======== Given data ========
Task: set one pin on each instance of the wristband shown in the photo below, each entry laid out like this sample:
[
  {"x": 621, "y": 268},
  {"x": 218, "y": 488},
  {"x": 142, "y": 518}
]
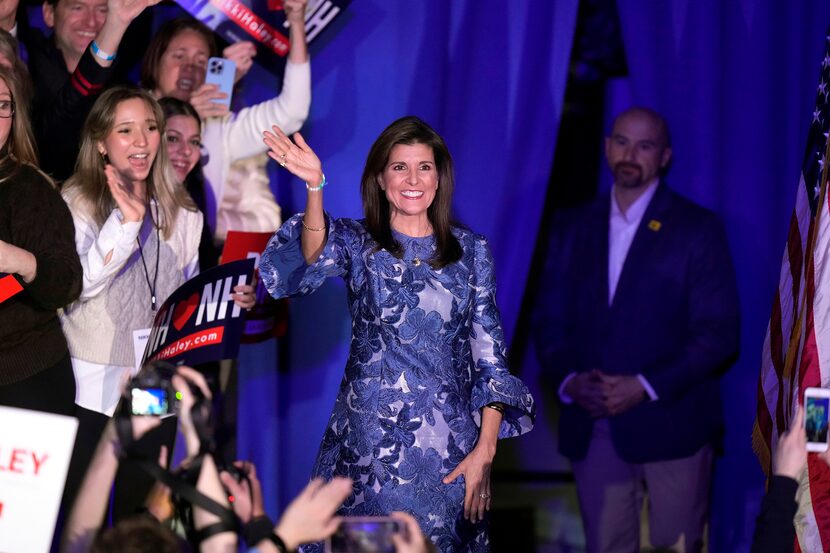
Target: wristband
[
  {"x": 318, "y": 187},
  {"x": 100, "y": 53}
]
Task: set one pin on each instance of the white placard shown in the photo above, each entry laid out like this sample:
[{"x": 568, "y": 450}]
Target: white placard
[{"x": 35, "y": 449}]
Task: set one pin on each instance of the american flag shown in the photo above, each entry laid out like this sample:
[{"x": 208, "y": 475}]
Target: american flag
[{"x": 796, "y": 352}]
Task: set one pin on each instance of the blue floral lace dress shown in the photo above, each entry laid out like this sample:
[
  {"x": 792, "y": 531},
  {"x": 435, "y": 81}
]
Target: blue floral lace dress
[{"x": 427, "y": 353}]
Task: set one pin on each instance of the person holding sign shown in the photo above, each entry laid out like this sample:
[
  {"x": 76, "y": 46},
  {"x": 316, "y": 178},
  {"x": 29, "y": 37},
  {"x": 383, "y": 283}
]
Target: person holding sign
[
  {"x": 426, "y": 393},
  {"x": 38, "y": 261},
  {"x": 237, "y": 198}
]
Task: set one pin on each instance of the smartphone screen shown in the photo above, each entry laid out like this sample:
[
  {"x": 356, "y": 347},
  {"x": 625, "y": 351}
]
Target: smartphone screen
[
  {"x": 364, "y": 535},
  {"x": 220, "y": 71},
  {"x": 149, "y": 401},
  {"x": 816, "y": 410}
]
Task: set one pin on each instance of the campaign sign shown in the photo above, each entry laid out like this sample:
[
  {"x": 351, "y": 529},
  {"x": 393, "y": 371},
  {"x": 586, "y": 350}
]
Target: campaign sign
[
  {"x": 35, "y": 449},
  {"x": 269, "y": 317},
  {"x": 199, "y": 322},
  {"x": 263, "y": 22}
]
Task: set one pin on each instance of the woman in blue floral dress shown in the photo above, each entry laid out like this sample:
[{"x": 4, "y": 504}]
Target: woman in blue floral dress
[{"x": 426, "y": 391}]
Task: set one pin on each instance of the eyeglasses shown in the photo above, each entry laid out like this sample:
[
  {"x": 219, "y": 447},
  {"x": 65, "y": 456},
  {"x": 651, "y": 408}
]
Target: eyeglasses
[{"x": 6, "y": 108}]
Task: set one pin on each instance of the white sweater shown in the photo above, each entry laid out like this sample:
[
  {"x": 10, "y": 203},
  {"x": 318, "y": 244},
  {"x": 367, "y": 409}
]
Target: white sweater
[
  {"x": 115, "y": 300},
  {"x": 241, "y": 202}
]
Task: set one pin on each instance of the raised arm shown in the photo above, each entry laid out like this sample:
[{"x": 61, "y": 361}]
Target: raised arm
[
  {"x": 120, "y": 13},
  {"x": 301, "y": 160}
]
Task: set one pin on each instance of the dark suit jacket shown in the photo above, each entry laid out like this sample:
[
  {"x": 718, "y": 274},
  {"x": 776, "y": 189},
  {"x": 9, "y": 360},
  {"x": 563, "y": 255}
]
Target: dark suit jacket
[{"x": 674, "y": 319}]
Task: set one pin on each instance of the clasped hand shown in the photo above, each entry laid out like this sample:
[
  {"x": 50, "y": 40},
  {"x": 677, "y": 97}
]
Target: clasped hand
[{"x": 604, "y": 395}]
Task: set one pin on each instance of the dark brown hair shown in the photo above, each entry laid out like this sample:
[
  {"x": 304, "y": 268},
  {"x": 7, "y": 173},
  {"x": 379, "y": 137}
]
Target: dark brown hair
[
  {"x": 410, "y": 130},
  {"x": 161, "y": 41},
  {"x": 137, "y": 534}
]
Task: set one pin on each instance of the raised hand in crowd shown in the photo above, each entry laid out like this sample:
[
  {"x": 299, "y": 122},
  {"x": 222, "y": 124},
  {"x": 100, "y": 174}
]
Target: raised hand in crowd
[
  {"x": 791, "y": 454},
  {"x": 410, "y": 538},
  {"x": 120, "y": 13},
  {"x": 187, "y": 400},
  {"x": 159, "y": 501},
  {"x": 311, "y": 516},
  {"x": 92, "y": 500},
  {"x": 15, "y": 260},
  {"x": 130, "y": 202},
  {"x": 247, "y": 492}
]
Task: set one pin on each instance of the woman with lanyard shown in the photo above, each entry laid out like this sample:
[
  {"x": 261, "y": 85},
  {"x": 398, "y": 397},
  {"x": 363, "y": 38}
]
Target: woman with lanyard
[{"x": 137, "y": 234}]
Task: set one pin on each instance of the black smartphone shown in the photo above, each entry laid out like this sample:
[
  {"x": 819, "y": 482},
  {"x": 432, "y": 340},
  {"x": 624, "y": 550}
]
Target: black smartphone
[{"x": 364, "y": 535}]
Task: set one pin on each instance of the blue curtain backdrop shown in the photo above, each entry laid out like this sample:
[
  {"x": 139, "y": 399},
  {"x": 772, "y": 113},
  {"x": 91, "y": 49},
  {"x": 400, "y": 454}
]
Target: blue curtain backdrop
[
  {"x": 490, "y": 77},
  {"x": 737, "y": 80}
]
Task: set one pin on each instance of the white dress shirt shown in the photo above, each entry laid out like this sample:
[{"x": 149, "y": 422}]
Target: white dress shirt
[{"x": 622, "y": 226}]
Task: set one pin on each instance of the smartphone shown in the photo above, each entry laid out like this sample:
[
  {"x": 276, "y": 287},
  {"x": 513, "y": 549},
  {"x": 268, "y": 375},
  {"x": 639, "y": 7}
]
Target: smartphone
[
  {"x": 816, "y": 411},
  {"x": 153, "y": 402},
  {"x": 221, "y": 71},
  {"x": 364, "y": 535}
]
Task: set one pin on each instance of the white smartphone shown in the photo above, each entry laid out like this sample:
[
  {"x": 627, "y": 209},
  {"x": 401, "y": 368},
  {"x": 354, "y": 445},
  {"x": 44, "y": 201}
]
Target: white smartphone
========
- Your assignment: An exact reprint of every record is required, with the pictures omitted.

- Solution for this exercise:
Task: set one pin on each instance of the wristband shown in the photo below, each entry laid out like this sample:
[
  {"x": 621, "y": 268},
  {"x": 218, "y": 488},
  {"x": 142, "y": 518}
]
Target: wristband
[
  {"x": 318, "y": 187},
  {"x": 100, "y": 53}
]
Task: set one pin on each instance of the white placard shown in the photo above, each entry laid out like this sample:
[{"x": 568, "y": 450}]
Target: white placard
[{"x": 35, "y": 449}]
Task: set one pin on each instance of the american flag shown in the photo above, each entry laid out like this sample:
[{"x": 208, "y": 475}]
Target: american flag
[{"x": 796, "y": 352}]
Task: set one pin on each instance of the blue floral lace dress shown in the photo above, each entry laid out like this sample:
[
  {"x": 792, "y": 531},
  {"x": 435, "y": 81}
]
Target: blue floral lace dress
[{"x": 427, "y": 353}]
Task: set one pin on each instance of the person holding sign shown in the photo above, each entry laid out like this sample:
[
  {"x": 76, "y": 46},
  {"x": 316, "y": 178},
  {"x": 29, "y": 37},
  {"x": 383, "y": 283}
]
Target: person holding sign
[
  {"x": 426, "y": 393},
  {"x": 38, "y": 261},
  {"x": 237, "y": 198}
]
Task: set one pin on each instance of the smartphone screen shown in the photo above, each entry laid out like this sample:
[
  {"x": 356, "y": 347},
  {"x": 625, "y": 351}
]
Target: smartphone screen
[
  {"x": 364, "y": 535},
  {"x": 220, "y": 71},
  {"x": 149, "y": 401},
  {"x": 816, "y": 410}
]
Task: set one pin on each instance of the campaign sign shown in the photo above, each entry laid out like this sample:
[
  {"x": 351, "y": 529},
  {"x": 393, "y": 371},
  {"x": 586, "y": 350}
]
Target: campaign sign
[
  {"x": 35, "y": 449},
  {"x": 269, "y": 317},
  {"x": 199, "y": 322},
  {"x": 263, "y": 22}
]
Task: set one pin on each instance of the woman in blue floral dress shown in the photo above, each entry laid out like this sample:
[{"x": 4, "y": 504}]
Target: woman in blue floral dress
[{"x": 426, "y": 391}]
Task: set one pin on each instance of the eyeglasses shown in the photo above, each entry laid out like this sample:
[
  {"x": 219, "y": 447},
  {"x": 65, "y": 456},
  {"x": 651, "y": 408}
]
Target: eyeglasses
[{"x": 6, "y": 108}]
Task: set one pin on each instance of the white sweater shown in the photo above, each entry laid out like this sample:
[
  {"x": 10, "y": 203},
  {"x": 318, "y": 244},
  {"x": 367, "y": 409}
]
Target: white sweater
[
  {"x": 115, "y": 300},
  {"x": 241, "y": 202}
]
Task: set one pin on each instance of the raised arm shown in the photo above, each entry laid out like this sample:
[{"x": 61, "y": 361}]
Target: raised arm
[
  {"x": 120, "y": 13},
  {"x": 301, "y": 160}
]
Task: set one pin on each instance of the dark suit jacket shown in the photo above, each entry laid out like this sample:
[
  {"x": 718, "y": 274},
  {"x": 776, "y": 189},
  {"x": 9, "y": 360},
  {"x": 563, "y": 255}
]
Target: dark suit jacket
[{"x": 674, "y": 319}]
Task: set one pin on each instance of the clasped hand shown in the photo above, each entry laid out like this sample:
[
  {"x": 50, "y": 40},
  {"x": 677, "y": 97}
]
Target: clasped hand
[{"x": 604, "y": 395}]
Task: set one pin on each instance of the dark brown hair shown in the photo above, each entry laid out like this sample:
[
  {"x": 304, "y": 268},
  {"x": 7, "y": 173},
  {"x": 379, "y": 137}
]
Target: dark brown hair
[
  {"x": 410, "y": 130},
  {"x": 161, "y": 41},
  {"x": 137, "y": 534}
]
Task: set one pin on each instance of the raised hand in crowd shown in the photo above, each entry laid out like this sample:
[
  {"x": 299, "y": 122},
  {"x": 222, "y": 124},
  {"x": 100, "y": 174}
]
Target: raised hand in crowd
[
  {"x": 791, "y": 454},
  {"x": 410, "y": 538},
  {"x": 120, "y": 13},
  {"x": 187, "y": 400},
  {"x": 159, "y": 501},
  {"x": 311, "y": 516},
  {"x": 92, "y": 500},
  {"x": 15, "y": 260},
  {"x": 130, "y": 202},
  {"x": 247, "y": 492}
]
Task: set one pin on each instance of the woman with lanyard shown in the photo above, each entry laid out like this sample:
[
  {"x": 261, "y": 85},
  {"x": 398, "y": 397},
  {"x": 363, "y": 38}
]
Target: woman with lanyard
[{"x": 137, "y": 234}]
Task: set one pin on each instance of the black smartphone shown in the photo above, each entry laid out like this sample:
[
  {"x": 819, "y": 482},
  {"x": 432, "y": 340},
  {"x": 624, "y": 550}
]
Target: black smartphone
[{"x": 364, "y": 535}]
Task: set one pin on each instance of the blue curtain backdrop shown in the photo above, each entry laid out like this sample:
[
  {"x": 139, "y": 399},
  {"x": 772, "y": 113},
  {"x": 91, "y": 49},
  {"x": 400, "y": 454}
]
Target: blue curtain backdrop
[
  {"x": 490, "y": 77},
  {"x": 737, "y": 80}
]
Task: set one pin on each instance of the white dress shirt shown in the photo above, each entry laid out like this sample:
[{"x": 149, "y": 422}]
Target: white dress shirt
[{"x": 622, "y": 226}]
Task: set one pin on each instance of the smartphone shown in the photo above, each entry laid out like this sample:
[
  {"x": 276, "y": 287},
  {"x": 513, "y": 549},
  {"x": 268, "y": 375},
  {"x": 639, "y": 7}
]
Target: smartphone
[
  {"x": 816, "y": 411},
  {"x": 153, "y": 402},
  {"x": 221, "y": 71},
  {"x": 364, "y": 535}
]
Task: set one pin on each instance of the white smartphone shown in the photo above, each entry laid out like this sample:
[
  {"x": 627, "y": 209},
  {"x": 401, "y": 368},
  {"x": 354, "y": 445},
  {"x": 44, "y": 201}
]
Target: white smartphone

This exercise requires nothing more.